Keywords: ontology scripting
I. INTRODUCTION Ontologies are a common approach to store knowledge.
They are used in a wide range of applications in all areas of science. Many heterogeneous standards and options for storing these artifacts in a persistent and processable way are available. The Web Ontology Language (OWL) [5] is a good example of a well accepted family of schemas for publishing and sharing ontologies mainly for the World Wide Web (WWW). Topic Maps [7] and the Simple Knowledge Organization System (SKOS) [6] are other good examples of approaches for creating and maintaining ontologies. Since there are several ways to represent ontologies, there are also different approaches to manipulate them. Several software packages offer methods to change and manipulate information in a ontology, as well ways
to infer new information and reason about the existing knowledge. Engines to infer new knowledge from the existing information are a very interesting feature of some of these languages [4].
Tools for these formats can be divided in two major groups: tools based on graphical interfaces, and tools that offer interaction based on Application Programming Interfaces (API). The tools that implement a graphical interface for manipulating information are suitable approaches to be used by humans in common situations. This is not exactly our aim since we plan on using our ontologies and reasoning rules to build more complex tools, and most of the manipulation operations should be decided in runtime. Tools that do not implement a graphical interface but rather expose an usable API for executing operations, allow a wider range of possible applications, since more complex tools can be built using the provided interfaces. This approach suits our needs best, providing a complete module to manipulate information through a well defined API.
Tools available today for manipulating information described in ontologies are very powerful and can easily deal with many common problems, however, sometimes, they still lack some properties that would greatly increase their efficiency and adoption. One of these would be more expressiveness or efficiency on their languages syntax: many times more effort is spent to comply the language standards and specifications than dealing with the problem itself. Another major problem is that most of these tools work at very low abstract levels, making it hard to develop simple tools that can be elegantly composed to solve complex problems.
With these concerns in mind some design goals for the OML were defined:
• It should be a simple and expressive language, easy to use and easy to extend, simple and clean but powerful enough to allow creating complex tools.
• The language needs to be compact and elegant, aiming at high-level languages, achieving more in less syntax, but maintaining readability.
• It should allow a declarative approach for defining operations, suitable for writing transformation and reasoning engines.
This work was partly supported by project CROSS (PTDC/EIACCO/ 108995/2008), funded by the Portuguese Foundation for Science and Technology.

· · · · · · ·

> _Given problem 1_: In the ontology text, swap "runtime" for "execution time" and write out the passage that begins at the words "Tools for these" and stops after "well defined API.".
> _Given problem 2_: Decide whether each statement agrees with the ontology text, answering yes or no and quoting the words that settle it: (a) OWL is presented as a family of schemas for sharing ontologies mainly for the World Wide Web; (b) the authors aim to rely on tools with graphical interfaces; (c) one design goal is for the OML to take an imperative approach to defining operations.
None of the material after this line is needed.

> _Information provided_:
· · · · · · ·

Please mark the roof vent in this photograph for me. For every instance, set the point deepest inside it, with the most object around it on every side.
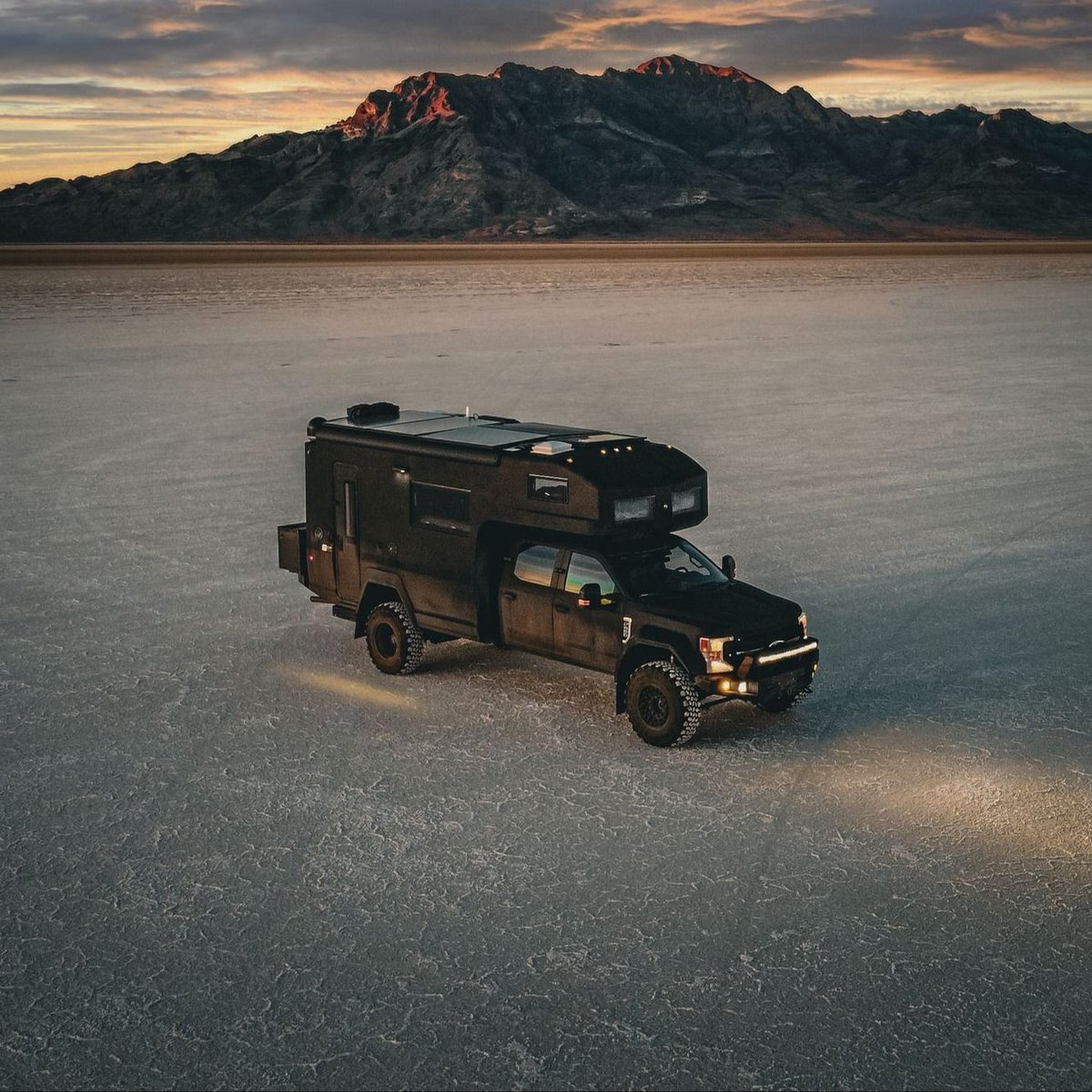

· · · · · · ·

> _Result 1_:
Tools for these formats can be divided in two major groups: tools based on graphical interfaces, and tools that offer interaction based on Application Programming Interfaces (API). The tools that implement a graphical interface for manipulating information are suitable approaches to be used by humans in common situations. This is not exactly our aim since we plan on using our ontologies and reasoning rules to build more complex tools, and most of the manipulation operations should be decided in execution time. Tools that do not implement a graphical interface but rather expose an usable API for executing operations, allow a wider range of possible applications, since more complex tools can be built using the provided interfaces. This approach suits our needs best, providing a complete module to manipulate information through a well defined API.

> _Result 2_:
(a) Yes: "a well accepted family of schemas for publishing and sharing ontologies mainly for the World Wide Web (WWW)."
(b) No: "This is not exactly our aim since we plan on using our ontologies and reasoning rules to build more complex tools."
(c) No: "It should allow a declarative approach for defining operations."